- Written exercise -
Gather each line below that contains the word "purple", copying it in full. Case matters.

## Begin Material

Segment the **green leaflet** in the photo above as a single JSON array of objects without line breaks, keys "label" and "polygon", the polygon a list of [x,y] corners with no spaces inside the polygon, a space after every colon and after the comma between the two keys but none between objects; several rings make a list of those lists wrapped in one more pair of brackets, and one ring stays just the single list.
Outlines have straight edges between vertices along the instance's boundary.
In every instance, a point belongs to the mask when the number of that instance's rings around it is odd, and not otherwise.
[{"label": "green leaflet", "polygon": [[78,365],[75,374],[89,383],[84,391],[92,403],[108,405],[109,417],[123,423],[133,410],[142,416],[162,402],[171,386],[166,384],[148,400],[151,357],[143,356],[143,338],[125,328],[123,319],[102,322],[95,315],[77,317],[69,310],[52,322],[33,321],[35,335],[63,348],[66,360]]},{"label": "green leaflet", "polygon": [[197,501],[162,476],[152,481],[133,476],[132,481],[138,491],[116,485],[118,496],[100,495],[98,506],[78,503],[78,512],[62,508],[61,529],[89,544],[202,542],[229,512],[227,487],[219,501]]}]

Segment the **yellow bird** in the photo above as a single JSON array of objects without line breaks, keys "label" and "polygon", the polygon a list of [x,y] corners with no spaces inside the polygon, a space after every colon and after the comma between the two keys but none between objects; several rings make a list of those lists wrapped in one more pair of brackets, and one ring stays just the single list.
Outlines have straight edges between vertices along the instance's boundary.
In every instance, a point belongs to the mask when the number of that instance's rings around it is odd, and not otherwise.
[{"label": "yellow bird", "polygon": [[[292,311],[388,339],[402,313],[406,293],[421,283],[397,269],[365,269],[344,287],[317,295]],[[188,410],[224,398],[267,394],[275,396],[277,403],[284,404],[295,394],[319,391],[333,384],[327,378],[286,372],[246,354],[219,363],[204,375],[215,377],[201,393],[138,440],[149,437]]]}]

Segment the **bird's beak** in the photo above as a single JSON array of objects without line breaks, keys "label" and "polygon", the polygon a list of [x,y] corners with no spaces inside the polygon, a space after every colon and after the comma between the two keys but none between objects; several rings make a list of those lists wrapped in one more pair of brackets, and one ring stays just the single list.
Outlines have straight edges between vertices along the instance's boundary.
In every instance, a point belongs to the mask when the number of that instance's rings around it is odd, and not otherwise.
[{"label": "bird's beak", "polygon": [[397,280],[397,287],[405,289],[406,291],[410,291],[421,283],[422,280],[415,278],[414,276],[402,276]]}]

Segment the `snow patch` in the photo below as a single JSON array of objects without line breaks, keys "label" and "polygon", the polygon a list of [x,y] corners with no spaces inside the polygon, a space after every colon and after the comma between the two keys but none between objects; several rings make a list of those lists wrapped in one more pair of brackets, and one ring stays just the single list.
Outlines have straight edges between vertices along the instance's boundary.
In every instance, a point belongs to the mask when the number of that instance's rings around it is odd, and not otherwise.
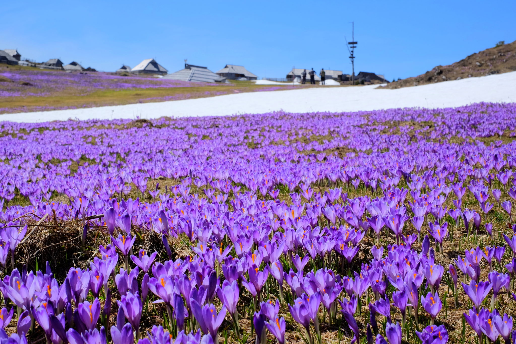
[{"label": "snow patch", "polygon": [[70,110],[9,113],[0,120],[40,122],[115,118],[152,119],[163,116],[223,116],[292,112],[370,111],[405,107],[462,106],[474,103],[516,103],[516,72],[471,77],[394,90],[378,85],[311,87],[299,90],[254,92],[185,100],[103,106]]}]

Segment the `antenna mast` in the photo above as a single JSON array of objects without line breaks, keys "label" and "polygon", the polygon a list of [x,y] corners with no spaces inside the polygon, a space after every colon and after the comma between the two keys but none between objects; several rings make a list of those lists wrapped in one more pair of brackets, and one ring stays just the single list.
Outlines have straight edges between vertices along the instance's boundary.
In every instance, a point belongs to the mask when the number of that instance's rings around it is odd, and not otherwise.
[{"label": "antenna mast", "polygon": [[351,60],[351,84],[354,85],[354,55],[353,53],[354,53],[354,48],[357,47],[357,43],[358,42],[354,41],[354,22],[351,22],[351,42],[348,42],[348,44],[351,46],[349,47],[351,48],[351,51],[349,52],[349,59]]}]

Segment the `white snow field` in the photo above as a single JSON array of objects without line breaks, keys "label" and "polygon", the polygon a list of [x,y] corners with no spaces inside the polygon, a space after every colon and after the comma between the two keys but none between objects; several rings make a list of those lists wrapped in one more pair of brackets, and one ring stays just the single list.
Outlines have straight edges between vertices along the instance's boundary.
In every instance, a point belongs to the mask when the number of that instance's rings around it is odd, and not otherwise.
[{"label": "white snow field", "polygon": [[255,92],[186,100],[0,115],[0,121],[40,122],[68,119],[152,119],[263,113],[438,108],[474,103],[516,102],[516,72],[395,90],[377,85]]}]

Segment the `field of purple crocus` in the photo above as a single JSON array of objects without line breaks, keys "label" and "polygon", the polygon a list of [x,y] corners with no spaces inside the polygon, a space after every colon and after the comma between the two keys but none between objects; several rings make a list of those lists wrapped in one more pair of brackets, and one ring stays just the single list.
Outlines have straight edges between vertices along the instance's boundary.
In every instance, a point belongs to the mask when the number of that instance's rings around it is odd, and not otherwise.
[{"label": "field of purple crocus", "polygon": [[0,340],[514,342],[515,132],[515,104],[2,122]]}]

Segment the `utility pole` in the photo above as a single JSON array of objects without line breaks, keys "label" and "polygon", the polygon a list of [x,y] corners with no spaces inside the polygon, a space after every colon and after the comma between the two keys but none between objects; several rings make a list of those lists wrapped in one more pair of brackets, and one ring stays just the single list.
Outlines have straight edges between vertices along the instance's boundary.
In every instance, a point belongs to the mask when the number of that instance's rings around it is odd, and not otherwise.
[{"label": "utility pole", "polygon": [[[348,42],[348,44],[351,45],[351,51],[349,52],[349,59],[351,60],[351,84],[354,85],[354,48],[357,47],[357,43],[358,42],[354,41],[354,22],[351,22],[351,42]],[[349,50],[349,48],[348,50]]]}]

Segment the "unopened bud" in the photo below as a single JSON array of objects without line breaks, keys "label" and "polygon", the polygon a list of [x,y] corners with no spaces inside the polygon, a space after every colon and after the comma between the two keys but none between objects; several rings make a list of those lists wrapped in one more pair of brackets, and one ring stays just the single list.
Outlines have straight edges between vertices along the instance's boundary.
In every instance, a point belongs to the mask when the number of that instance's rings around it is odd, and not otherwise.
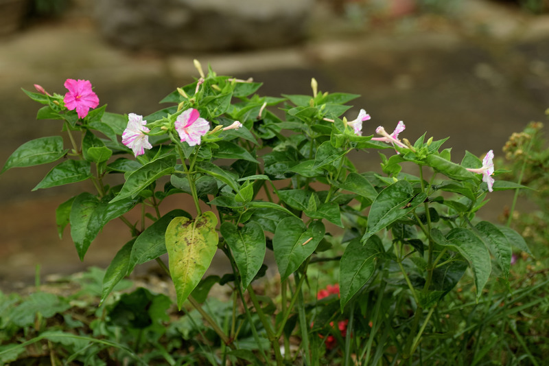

## End Material

- Reply -
Segment the `field of purple crocus` in the photo above as a single JSON array of objects without line breaks, keys "label" and "polygon", the polygon a list of [x,y] corners with no spaces inside the polygon, a space after every colon and after the comma between the two keys but none between objects; several rings make a list of those lists wrapped in one more pair of brackets, and one ring stays just the single list.
[{"label": "field of purple crocus", "polygon": [[0,340],[514,342],[515,132],[515,104],[2,122]]}]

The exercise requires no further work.